**Assigned task**
In the entries below, the line with "Target: man's face" marks the start. Return it and every following line exactly, ending with the last.

----- Records shown

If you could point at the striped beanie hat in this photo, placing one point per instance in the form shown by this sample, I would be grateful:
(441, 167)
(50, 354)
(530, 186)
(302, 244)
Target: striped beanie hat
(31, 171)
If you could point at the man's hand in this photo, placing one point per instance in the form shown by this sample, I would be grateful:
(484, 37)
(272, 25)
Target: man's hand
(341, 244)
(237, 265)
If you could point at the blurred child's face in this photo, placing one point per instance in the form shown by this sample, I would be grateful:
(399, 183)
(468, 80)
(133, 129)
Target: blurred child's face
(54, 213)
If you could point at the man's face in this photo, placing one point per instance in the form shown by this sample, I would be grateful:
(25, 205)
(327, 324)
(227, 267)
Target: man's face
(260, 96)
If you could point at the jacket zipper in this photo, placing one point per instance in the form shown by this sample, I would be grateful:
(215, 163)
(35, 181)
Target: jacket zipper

----------

**Your solution**
Target: man's face
(260, 96)
If you could point at the jacket zipper in this photo, placing one point per instance in the form shown by this sample, I would be grateful:
(215, 163)
(35, 181)
Target: jacket zipper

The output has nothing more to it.